**TASK TO COMPLETE**. List every statement the passage on the Elo rating system makes about how a team's rating changes after a game.
===== EXTRACTED TEXT =====
One different kind of method that has been employed a lot in the recent years is the Elo rating system, which were originally developed for rating chess players. The method is rather simple, but I will not explain it in detail here since there are many good explanations of it elsewhere. Wikipedia has a very thorough coverage. The basic principle is that the difference in ratings between the two opposing teams provide a prediction for the result each game. The rating is then updated based on how the teams perform. If a team performs better than expected the rating increases, if they perform worse than expected the rating decrease. How much the rating changes depends on an update factor (often referred to as the K-factor).
===== DATA EXTRACT =====
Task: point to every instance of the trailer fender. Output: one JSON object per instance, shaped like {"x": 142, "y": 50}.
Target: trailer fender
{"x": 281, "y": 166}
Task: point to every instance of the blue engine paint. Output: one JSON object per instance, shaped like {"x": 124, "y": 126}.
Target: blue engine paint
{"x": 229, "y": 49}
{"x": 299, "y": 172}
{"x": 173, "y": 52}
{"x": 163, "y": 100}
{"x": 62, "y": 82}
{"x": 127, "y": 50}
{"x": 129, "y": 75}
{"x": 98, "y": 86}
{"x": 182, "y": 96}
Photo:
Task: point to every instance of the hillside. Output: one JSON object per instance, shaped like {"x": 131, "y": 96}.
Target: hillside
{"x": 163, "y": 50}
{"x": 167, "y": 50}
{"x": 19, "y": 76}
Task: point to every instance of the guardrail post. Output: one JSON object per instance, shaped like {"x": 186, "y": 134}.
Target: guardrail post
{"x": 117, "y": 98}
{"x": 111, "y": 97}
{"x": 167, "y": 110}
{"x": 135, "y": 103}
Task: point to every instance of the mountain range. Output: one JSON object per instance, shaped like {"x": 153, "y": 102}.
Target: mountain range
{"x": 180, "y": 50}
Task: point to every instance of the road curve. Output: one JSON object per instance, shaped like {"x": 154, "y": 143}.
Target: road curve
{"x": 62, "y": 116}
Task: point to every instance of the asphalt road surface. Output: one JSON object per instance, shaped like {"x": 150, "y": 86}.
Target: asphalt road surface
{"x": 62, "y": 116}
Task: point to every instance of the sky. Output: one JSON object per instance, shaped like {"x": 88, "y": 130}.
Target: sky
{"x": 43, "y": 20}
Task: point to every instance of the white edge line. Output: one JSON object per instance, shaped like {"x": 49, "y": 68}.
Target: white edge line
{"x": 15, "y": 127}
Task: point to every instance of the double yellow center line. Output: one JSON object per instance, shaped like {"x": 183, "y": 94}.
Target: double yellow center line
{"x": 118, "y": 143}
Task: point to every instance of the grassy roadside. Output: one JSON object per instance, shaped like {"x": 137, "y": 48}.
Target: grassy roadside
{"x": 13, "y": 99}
=====
**FULL OUTPUT**.
- The rating is updated based on how the teams perform.
- If a team performs better than expected, its rating increases.
- If a team performs worse than expected, its rating decreases.
- How much the rating changes depends on an update factor, often referred to as the K-factor.